━━ DATA TO PROCESS
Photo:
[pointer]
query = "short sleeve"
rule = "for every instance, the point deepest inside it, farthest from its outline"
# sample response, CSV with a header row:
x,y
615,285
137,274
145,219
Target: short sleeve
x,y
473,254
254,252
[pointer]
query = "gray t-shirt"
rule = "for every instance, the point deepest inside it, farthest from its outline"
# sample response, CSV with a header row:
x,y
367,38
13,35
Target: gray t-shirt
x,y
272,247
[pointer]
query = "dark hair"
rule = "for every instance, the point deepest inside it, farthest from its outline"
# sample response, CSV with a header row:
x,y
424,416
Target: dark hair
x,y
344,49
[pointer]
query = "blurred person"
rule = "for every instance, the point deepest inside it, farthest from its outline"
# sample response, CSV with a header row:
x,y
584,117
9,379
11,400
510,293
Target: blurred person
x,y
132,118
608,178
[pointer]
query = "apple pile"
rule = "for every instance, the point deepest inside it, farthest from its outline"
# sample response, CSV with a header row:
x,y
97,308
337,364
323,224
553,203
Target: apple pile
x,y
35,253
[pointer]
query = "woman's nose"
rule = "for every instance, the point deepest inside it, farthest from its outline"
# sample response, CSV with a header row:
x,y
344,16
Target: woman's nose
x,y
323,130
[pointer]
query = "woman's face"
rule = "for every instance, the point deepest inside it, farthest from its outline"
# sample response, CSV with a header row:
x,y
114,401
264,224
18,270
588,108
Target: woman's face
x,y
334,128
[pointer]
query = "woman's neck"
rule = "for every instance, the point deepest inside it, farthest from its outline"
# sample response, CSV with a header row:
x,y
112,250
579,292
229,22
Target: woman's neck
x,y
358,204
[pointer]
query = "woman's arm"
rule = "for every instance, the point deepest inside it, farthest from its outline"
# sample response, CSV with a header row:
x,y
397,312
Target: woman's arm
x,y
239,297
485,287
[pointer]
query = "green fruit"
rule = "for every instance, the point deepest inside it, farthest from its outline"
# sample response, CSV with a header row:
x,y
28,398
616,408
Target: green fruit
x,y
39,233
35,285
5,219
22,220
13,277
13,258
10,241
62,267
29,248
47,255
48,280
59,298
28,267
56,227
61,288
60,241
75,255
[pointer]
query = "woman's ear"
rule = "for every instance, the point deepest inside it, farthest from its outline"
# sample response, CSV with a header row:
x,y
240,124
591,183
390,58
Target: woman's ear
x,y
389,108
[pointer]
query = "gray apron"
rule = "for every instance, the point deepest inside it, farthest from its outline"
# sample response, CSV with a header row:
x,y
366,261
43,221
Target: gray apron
━━━━
TASK ITEM: Go through the records above and return each line in which the word "query" occurs.

SOLUTION BELOW:
query = "short sleeve"
query = "gray t-shirt"
query = "dark hair"
query = "blurred person"
query = "apple pile"
query = "woman's nose"
query = "woman's face"
query = "woman's neck"
query = "woman's arm"
query = "green fruit"
query = "woman's ear"
query = "gray apron"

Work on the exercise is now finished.